» Passage

Until December 31, 2004, the insurer was appellee The Prudential Insurance

Company of America. Effective as of January 1, 2005, Republic replaced

Prudential with appellee Standard Insurance Company. Republic was its own plan

administrator and thus was responsible for receiving applications from employees

and forwarding them to the appropriate insurer.

           Republic provided employees an “open season” in November 2004

during which employees could make changes to their coverages that would take

effect as of January 1, 2005. Mr. Alderman applied to increase his life coverage

from $125,000 to $400,000. Under the terms of the plan, the proposed increase

was subject to medical underwriting and would take effect only if approved by the

affected insurer. Because the increase would not go into effect until January 1,

2005, the affected insurer was Standard.

           Through no fault of Mr. Alderman, his application went instead to

Prudential. Prudential reviewed the application and determined—based on the

medical answers—that further medical information was needed. Prudential sent

Mr. Alderman a “long form” on which he was to submit additional information.

Prudential says that it never received the long form back from Mr. Alderman and

that it advised him by letter dated January 2, 2005, that it was therefore closing its

                                           3
file on the application for increased coverage. Whether the long form was in fact

sent to Prudential is disputed. It is undisputed, however, that neither Prudential

nor Standard approved the application. The increase never took effect, and Mr.

Alderman was never charged an increased premium.

           Mr. Alderman died in a car crash on January 27, 2005. The

beneficiaries of his life insurance—appellants Cheryl Alderman and Cindy

Houck—assert claims in this action against Prudential and Standard for breach of

fiduciary duties in connection with the processing of the application for increased

coverage. Appellants seek to recover the difference between the amount that was

paid under the coverage that was actually in effect and the amount that would have

been paid had Mr. Alderman’s application for an increase been granted.

                                         II

           Prudential and Standard filed separate motions for summary judgment

on multiple grounds. Appellants responded on the merits without seeking a

continuance under Federal Rule of Civil Procedure 56(f) or otherwise asserting the

matter was not ripe for a decision. The district court granted the motion on the

ground that the ERISA provision invoked by appellants—29 U.S.C.

» Provided material
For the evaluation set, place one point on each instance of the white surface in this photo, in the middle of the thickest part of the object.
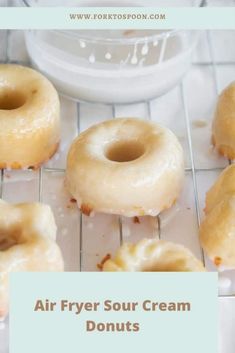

» Tasks to carry out
• A. Using the passage about Mr. Alderman's life insurance, decide whether each statement agrees with it. Answer yes or no for each, and quote the words from the passage that decide it. (i) Standard Insurance Company became the insurer starting January 1, 2005. (ii) Prudential approved Mr. Alderman's application for increased coverage. (iii) Mr. Alderman paid a higher premium for the increased coverage.
• B. Continue the passage about Mr. Alderman's life insurance from the point where it stops.

» Results for each task
• A.
(i) Yes: "Effective as of January 1, 2005, Republic replaced Prudential with appellee Standard Insurance Company."
(ii) No: "It is undisputed, however, that neither Prudential nor Standard approved the application."
(iii) No: "The increase never took effect, and Mr. Alderman was never charged an increased premium."

• B.
§1132(a)(3)—authorizes only “equitable relief” and thus does not allow recovery

of the damages sought by appellants. Based on this ruling, the district court did

                                          4
not need to address—and did not address—the other grounds asserted in the

motions for summary judgment.

                                         III

           An appellate court of course may affirm a judgment on any ground

supporting the result. See, e.g., Turlington v. Atlanta Gas Light Co., 135 F.3d
1428, 1433 n.9 (11th Cir. 1998). The record establishes without dispute that had

Mr. Alderman’s application for increased coverage been submitted to

Standard—as it should have been—Standard would have denied the application

based on its established underwriting guidelines as then in effect. In support of its

motion for summary judgment, Standard submitted an uncontradicted declaration

of its supervising underwriter making this clear.

           Appellants assert that the law forbids a post-mortem analysis of

whether Mr. Alderman’s application would have been approved. But that makes

no sense. If, as appellants assert, Mr. Alderman’s application was mishandled,

then his beneficiaries are entitled, at most, to have the error corrected and any

resulting harm undone. Here there was no harm. Put differently, the beneficiaries

may or may not be entitled to what they would have received had the application

been handled properly—but they most assuredly are not entitled to proceeds that

they never would have received under any circumstances.

                                          5
                           IV

For these reasons, the judgment in appellees’ favor is AFFIRMED.